GIVEN REQUEST »
Find the line containing "of the cricket". Retype it and every line after it through the end of the entries, exactly as written, with nothing added.

PROVIDED MATERIAL »
┄┄┄┄┄┄┄┄┄┄

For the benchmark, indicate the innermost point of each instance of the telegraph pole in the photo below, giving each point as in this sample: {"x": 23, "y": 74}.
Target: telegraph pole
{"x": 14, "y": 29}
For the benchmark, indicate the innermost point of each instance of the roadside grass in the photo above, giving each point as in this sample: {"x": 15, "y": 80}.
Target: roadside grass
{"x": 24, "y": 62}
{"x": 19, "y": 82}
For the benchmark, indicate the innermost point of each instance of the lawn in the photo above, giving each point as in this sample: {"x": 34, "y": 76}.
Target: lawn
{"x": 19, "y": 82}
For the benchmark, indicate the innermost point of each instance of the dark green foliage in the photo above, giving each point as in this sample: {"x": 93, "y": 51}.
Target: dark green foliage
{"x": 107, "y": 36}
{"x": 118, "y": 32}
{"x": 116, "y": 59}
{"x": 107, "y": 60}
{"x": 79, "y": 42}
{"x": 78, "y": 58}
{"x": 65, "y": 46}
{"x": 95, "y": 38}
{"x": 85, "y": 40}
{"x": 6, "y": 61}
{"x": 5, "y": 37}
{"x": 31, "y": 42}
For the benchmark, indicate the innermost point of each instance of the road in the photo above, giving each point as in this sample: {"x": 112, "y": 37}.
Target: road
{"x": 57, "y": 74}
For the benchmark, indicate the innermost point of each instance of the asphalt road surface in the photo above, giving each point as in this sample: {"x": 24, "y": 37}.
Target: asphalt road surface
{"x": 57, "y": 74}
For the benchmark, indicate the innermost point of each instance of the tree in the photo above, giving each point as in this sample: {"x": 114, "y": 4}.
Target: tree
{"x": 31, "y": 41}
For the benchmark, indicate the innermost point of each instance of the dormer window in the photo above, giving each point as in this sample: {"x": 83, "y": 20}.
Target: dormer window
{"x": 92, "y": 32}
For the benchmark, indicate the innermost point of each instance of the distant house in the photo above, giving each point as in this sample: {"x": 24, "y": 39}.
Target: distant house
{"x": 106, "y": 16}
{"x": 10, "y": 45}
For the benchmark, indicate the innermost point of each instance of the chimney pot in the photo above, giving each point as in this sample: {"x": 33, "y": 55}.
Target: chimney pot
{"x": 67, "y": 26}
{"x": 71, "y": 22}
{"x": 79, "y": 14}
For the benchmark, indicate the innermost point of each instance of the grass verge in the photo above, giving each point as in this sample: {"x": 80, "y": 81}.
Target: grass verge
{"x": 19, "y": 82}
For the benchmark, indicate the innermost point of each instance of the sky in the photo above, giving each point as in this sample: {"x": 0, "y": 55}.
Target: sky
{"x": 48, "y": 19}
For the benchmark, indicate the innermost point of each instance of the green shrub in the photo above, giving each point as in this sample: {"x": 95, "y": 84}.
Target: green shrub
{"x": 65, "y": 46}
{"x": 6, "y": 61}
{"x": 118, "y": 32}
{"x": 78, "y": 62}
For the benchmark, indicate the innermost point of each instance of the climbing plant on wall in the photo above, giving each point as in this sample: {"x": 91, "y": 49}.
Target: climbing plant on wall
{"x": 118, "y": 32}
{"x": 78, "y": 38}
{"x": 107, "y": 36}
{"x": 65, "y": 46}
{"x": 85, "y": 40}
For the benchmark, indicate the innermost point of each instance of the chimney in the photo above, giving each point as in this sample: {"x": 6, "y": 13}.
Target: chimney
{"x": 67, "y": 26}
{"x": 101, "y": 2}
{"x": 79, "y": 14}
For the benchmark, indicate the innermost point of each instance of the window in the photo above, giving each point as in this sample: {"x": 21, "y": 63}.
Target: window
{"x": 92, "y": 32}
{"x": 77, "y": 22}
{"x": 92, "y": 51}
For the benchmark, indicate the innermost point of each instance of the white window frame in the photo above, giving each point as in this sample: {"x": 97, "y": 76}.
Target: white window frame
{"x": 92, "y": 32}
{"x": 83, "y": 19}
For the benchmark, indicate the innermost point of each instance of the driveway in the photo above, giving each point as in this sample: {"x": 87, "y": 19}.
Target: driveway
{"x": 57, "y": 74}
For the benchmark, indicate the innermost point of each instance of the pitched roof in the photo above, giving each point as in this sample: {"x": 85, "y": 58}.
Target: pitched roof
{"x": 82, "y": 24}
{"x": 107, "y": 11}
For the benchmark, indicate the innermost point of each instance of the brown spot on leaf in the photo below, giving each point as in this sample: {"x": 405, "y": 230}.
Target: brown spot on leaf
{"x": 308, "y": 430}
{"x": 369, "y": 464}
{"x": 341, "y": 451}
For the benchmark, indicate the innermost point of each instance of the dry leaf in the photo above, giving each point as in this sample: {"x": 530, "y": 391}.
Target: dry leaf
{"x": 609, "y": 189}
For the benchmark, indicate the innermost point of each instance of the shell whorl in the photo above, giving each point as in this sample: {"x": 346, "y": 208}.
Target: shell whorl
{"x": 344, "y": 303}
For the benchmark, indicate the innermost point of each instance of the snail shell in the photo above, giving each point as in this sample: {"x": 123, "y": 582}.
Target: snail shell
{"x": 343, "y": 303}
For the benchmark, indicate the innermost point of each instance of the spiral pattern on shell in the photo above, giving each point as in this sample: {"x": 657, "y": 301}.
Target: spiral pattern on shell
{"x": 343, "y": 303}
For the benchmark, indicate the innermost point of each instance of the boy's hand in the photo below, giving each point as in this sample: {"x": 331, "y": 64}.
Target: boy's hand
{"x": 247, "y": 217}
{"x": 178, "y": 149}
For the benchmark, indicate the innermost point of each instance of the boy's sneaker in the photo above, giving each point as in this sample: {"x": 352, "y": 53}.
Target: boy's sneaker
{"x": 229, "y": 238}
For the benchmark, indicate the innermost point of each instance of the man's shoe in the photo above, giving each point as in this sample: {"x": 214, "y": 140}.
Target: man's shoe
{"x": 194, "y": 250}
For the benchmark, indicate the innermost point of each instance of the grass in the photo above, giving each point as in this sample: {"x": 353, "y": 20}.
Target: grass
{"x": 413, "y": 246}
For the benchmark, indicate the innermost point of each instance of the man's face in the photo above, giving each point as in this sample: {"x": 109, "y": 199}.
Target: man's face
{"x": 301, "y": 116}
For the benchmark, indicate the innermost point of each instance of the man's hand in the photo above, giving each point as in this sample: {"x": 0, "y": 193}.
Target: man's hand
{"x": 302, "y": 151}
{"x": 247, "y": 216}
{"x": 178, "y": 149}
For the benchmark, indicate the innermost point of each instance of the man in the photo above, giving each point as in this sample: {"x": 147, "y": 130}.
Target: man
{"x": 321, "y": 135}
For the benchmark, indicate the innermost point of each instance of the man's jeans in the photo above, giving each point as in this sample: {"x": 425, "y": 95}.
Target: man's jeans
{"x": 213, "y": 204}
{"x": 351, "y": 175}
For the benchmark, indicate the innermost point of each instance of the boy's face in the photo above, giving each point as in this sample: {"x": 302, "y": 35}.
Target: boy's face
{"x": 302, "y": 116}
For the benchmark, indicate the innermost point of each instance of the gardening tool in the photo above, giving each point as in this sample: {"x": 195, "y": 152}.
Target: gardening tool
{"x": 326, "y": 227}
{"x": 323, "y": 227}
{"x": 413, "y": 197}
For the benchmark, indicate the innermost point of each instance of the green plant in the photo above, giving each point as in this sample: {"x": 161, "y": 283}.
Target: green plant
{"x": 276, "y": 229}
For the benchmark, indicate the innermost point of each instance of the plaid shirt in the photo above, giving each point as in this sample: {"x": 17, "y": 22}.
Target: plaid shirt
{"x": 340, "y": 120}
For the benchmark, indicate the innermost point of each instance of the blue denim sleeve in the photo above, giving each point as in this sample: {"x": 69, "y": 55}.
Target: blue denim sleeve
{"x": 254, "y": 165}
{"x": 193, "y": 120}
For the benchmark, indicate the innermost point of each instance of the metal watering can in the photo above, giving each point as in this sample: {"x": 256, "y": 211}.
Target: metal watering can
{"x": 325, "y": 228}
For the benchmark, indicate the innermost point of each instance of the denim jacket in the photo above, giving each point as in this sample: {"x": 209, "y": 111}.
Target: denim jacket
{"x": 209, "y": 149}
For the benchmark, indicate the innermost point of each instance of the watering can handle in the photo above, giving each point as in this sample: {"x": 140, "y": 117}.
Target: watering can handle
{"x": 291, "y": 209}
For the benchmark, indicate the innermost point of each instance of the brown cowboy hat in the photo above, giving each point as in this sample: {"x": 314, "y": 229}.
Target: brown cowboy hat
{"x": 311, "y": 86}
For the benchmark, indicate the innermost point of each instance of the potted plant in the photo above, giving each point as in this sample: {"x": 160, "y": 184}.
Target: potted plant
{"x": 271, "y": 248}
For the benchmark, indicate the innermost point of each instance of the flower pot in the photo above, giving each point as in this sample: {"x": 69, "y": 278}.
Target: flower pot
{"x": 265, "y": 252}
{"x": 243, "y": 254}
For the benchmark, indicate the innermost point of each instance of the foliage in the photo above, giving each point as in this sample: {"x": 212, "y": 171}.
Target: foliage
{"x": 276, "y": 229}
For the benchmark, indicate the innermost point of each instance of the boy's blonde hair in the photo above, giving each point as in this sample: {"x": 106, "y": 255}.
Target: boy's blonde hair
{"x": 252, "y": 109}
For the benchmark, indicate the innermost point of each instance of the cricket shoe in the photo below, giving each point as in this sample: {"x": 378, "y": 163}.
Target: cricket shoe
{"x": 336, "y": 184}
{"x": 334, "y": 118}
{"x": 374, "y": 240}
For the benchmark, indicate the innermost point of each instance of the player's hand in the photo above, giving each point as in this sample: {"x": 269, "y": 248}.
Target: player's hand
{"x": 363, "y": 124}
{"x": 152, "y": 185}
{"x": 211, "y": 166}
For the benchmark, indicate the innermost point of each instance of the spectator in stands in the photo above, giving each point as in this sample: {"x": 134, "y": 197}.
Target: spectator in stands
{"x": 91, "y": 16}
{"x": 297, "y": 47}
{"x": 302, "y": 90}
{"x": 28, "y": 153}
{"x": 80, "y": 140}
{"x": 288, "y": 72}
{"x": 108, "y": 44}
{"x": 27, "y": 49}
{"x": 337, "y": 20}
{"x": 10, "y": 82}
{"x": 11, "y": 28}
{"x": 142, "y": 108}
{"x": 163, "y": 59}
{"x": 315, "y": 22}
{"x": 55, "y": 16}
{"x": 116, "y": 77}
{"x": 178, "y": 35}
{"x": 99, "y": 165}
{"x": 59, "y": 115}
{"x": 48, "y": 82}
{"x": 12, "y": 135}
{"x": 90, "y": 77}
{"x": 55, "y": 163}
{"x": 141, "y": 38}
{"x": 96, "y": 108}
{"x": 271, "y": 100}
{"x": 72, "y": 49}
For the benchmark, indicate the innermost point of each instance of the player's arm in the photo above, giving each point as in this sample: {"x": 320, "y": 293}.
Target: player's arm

┄┄┄┄┄┄┄┄┄┄

CORRECT ANSWER »
For the benchmark, indicate the innermost point of each instance of the cricket shoe in the photo below, giving each point as in this sample: {"x": 378, "y": 163}.
Target: cricket shoe
{"x": 336, "y": 184}
{"x": 334, "y": 118}
{"x": 374, "y": 240}
For the benchmark, indicate the innermost point of each instance of the player's hand in the photo above, giving each point as in this sample: {"x": 269, "y": 248}.
Target: player's hand
{"x": 363, "y": 124}
{"x": 152, "y": 185}
{"x": 211, "y": 166}
For the benchmark, indicate the innermost point of each instance of the spectator in stands in the photo above, giving each point as in this sample: {"x": 134, "y": 197}.
Target: spectator in stands
{"x": 91, "y": 16}
{"x": 297, "y": 47}
{"x": 302, "y": 90}
{"x": 28, "y": 153}
{"x": 80, "y": 140}
{"x": 288, "y": 72}
{"x": 108, "y": 44}
{"x": 27, "y": 49}
{"x": 337, "y": 20}
{"x": 10, "y": 82}
{"x": 11, "y": 28}
{"x": 142, "y": 108}
{"x": 163, "y": 59}
{"x": 315, "y": 22}
{"x": 55, "y": 16}
{"x": 116, "y": 77}
{"x": 178, "y": 35}
{"x": 99, "y": 165}
{"x": 59, "y": 115}
{"x": 48, "y": 82}
{"x": 12, "y": 135}
{"x": 90, "y": 77}
{"x": 55, "y": 163}
{"x": 141, "y": 38}
{"x": 96, "y": 108}
{"x": 271, "y": 100}
{"x": 72, "y": 49}
For the benchmark, indicate the innermost point of each instance of the player's arm in the photo above, giving each point as in this sample: {"x": 320, "y": 293}.
Target: player's arm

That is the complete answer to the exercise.